··· SOURCE RECORDS
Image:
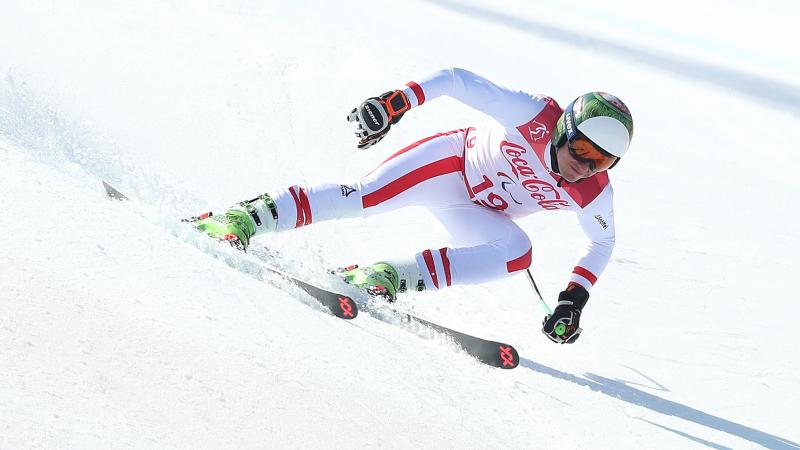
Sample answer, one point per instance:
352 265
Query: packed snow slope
117 333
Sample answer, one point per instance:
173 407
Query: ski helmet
600 117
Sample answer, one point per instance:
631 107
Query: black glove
376 115
562 327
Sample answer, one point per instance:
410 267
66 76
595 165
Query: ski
493 353
339 305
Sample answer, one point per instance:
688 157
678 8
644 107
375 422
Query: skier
532 157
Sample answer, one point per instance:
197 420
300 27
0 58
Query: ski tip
346 308
112 192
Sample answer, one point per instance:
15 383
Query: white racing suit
475 181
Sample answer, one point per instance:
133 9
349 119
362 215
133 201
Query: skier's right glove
376 115
562 327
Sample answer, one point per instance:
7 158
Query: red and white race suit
475 181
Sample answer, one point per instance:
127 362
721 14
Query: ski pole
560 328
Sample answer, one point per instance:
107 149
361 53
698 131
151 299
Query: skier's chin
570 175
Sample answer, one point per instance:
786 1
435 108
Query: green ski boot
240 222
······
TASK OBJECTIVE:
Copy out all of the lines above word for word and number for number, omitting the picture.

EXPECTED ANSWER:
Image:
Sample answer, one point per instance:
352 265
Query: packed snow slope
117 333
Sample answer, one point per instance:
173 407
Query: ski helmet
600 117
Sample answer, one point per instance:
631 107
Query: black glove
376 115
562 327
Sample answer, one point per instance:
410 267
66 76
595 165
Query: ski
493 353
339 305
Sample answer, one point per instance:
688 157
678 8
644 107
375 422
Query: skier
532 157
Sample answer, one point per instance:
197 420
300 27
0 58
Query: ski tip
346 308
112 192
Sample answer, one point per instance:
15 383
Query: white racing suit
475 181
Sample answer, one point per instance:
133 9
349 119
362 215
133 201
Query: skier's right glove
376 115
562 327
Sample answer, one point per instance:
7 158
Query: red and white race suit
475 181
Sample answer, one point per instance:
127 362
721 14
Query: ski pole
560 328
Sample answer, one point per instance:
107 149
361 53
698 131
151 299
Query: skier's chin
570 175
Sample answer, one point per instance:
786 1
435 108
Query: green ski boot
240 222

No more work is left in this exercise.